**SET OF TASKS:**
A. Copy word for word the part of the passage on charter school authorizers starting at "One would think" and ending at "universities, or philanthropies.".
B. Carry on the passage about charter school authorizers, picking up right after its last sentence.

Since the first charter school opened 20 years ago in Minnesota, charters have been a focus of school reform advocates and the subject of substantial research. Yet the regulators of the charter industry (called “authorizers” or “sponsors”) remain a mystery to many. In fact, many authorizers work in isolation, developing their own best practices, and are often just trying to keep their heads above water. Why is this? Is it that reformers have appropriately been focused on the charter schools themselves? Or is the notion of regulation within a movement that has autonomy as its lifeblood simply not a popular topic? Regardless, the quality of authorizing matters. Authorizers evaluate charter school applications, oversee charter schools once they are up and running, and decide, based on various performance measures, whether to renew or revoke the schools’ charters. Strong authorizing can create and support high-quality charter schools, and weak authorizing can enable lousy charter schools to open or stay open.
Public charter schools enroll about 5 percent of the nation’s public-school students. More than 2.3 million students attend 6,000 charter schools, and more than 600,000 students are on waitlists for seats in charter schools that are oversubscribed. The National Alliance for Public Charter Schools (NAPCS) anticipates that 400 to 500 new charter schools will open in 2013. The authorizing environment can directly determine whether the charter seats that are created and maintained are of high quality. While authorizers are not the operators, they set the standards and measure operators against those standards.
The work of authorizers is central to the charter compact: granting autonomy in exchange for accountability. What entity decides if the compact has been honored? The authorizer decides. As Lou Erste, charter schools division director at the Georgia State Department of Education, points out, “we are the guardians of the flexibility” held sacred by charter schools. While many reformers believe that market forces determine whether charter schools live or die, charter authorizers actually sign the charter renewal and school closure orders.
One would think that, given the authorizer’s central role in the charter sector, authorizing would be a permanent item in local and state budgets, but support for authorizers often reflects the political whims of lawmakers and education officials. While some authorizers charge a fee to the schools in their portfolio, these fees rarely cover costs. Most authorizers must rely for basic funding on the year-to-year spending decisions of governments, universities, or philanthropies.

**LISTED RECORDS:**

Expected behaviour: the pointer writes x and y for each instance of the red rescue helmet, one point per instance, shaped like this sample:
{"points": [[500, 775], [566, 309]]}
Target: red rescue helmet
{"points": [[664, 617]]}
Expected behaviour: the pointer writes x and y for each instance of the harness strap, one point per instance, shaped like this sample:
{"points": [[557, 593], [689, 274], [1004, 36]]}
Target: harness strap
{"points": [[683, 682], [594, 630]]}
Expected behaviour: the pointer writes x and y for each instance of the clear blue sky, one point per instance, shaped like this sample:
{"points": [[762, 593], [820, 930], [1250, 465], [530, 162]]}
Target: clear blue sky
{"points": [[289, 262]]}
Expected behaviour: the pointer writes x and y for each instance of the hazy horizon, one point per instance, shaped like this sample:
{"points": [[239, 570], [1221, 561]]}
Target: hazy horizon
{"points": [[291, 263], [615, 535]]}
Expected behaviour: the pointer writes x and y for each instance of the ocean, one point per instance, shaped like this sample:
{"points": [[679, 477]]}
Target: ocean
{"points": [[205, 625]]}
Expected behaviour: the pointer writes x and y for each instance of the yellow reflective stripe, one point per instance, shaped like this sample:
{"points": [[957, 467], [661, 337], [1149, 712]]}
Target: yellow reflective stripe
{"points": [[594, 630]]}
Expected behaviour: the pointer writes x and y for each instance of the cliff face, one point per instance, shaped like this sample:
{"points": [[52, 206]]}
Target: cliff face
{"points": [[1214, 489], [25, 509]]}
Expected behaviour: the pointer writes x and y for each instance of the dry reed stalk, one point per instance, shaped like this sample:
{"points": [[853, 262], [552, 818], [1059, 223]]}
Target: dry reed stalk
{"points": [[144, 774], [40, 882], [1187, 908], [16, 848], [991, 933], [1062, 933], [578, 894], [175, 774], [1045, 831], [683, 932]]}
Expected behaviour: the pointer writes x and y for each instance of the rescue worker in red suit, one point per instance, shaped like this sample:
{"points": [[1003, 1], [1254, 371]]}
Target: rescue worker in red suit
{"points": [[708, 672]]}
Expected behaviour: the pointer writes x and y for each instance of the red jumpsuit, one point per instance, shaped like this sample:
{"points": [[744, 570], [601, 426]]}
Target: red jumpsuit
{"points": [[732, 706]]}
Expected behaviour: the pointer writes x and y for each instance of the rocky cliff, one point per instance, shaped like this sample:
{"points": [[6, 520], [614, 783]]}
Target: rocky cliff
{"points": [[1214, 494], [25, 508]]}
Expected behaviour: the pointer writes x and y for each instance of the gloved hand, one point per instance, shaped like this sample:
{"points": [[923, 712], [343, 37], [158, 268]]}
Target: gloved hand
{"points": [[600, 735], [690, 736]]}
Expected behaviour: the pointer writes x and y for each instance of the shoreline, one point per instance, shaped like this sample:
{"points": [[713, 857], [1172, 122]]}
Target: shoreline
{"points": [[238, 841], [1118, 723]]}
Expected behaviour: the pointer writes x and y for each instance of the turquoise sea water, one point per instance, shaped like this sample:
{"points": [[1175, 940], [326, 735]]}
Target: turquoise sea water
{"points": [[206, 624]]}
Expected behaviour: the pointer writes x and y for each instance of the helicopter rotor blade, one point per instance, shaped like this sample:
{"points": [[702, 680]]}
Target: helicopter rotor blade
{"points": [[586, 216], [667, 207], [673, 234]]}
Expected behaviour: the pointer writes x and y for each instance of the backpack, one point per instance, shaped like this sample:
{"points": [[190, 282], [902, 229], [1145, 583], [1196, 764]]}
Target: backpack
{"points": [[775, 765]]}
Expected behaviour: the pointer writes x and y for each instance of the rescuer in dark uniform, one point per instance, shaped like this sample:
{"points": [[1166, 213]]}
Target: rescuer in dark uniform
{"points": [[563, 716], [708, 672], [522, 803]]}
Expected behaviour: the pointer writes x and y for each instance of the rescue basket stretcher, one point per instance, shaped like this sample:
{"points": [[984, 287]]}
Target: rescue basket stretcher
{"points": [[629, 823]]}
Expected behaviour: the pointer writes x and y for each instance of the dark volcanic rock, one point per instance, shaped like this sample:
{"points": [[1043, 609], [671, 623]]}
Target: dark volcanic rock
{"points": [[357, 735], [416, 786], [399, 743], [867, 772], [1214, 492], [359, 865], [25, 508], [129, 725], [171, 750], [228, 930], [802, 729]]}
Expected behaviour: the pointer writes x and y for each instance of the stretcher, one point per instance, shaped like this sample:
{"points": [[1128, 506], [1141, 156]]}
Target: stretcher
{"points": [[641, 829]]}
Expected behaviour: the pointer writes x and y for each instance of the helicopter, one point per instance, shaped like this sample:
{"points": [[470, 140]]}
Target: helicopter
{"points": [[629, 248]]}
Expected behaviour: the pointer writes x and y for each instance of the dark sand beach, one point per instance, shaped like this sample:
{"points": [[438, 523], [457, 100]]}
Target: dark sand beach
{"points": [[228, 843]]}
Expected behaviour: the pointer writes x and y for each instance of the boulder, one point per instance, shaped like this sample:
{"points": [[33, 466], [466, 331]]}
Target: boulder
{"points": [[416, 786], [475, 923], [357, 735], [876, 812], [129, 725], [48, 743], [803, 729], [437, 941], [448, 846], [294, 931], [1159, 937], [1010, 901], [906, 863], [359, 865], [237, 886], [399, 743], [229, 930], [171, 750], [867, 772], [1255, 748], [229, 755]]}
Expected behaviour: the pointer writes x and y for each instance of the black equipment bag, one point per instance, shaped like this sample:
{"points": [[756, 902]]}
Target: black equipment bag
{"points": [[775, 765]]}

**WRITTEN ANSWERS:**
A.
One would think that, given the authorizer’s central role in the charter sector, authorizing would be a permanent item in local and state budgets, but support for authorizers often reflects the political whims of lawmakers and education officials. While some authorizers charge a fee to the schools in their portfolio, these fees rarely cover costs. Most authorizers must rely for basic funding on the year-to-year spending decisions of governments, universities, or philanthropies.

B.
The Authorizing Landscape
With charter schools numbering in the thousands and the sector’s continual growth, one might expect that the authorizer world had developed a solid infrastructure. This is hardly the case. Instead, one finds a scattered and largely underfunded set of regulators, most of them within the traditional public-education system. As of 2011–12, 957 agencies serve as authorizers, and fewer than 80 are entities other than school districts or state education departments (see Table 1). This means that 92 percent of all authorizers are “within the educational establishment,” and that 72 percent of all charter schools are authorized by these two types of organizations.
What does the typical authorizer look like? Most authorizers are tiny shops, typically consisting of about one-half of a staffer’s time up to the equivalent of two full-time staffers. Many school districts and state education departments do authorizing work via committee, whereby authorizing responsibilities are divided among various departments (authorizing is added to the normal workload of staffers hired to do something else). Only a few large authorizers have as many as 20 or 30 staff members. Due to this disparity between large and small authorizers, the average authorizer employs about 4 staff members; authorizers with few schools average about 2; and for authorizers with more than 10 schools, 7.5 staff members is the average.
Some 86 percent of all authorizing is done by authorizers that have fewer than five charters in their portfolios. Out of the non-school-district authorizers, a significant portion (38 percent) has more than 10 charter schools. Only 7 percent of school district authorizers have more than 10 charter schools.
There is, then, no typical authorizer. But there are good odds that a charter school has been authorized by a school district that has only a few charter schools, and that the district has about two staff members dedicated to chartering responsibilities.
What Determines Authorizer Quality?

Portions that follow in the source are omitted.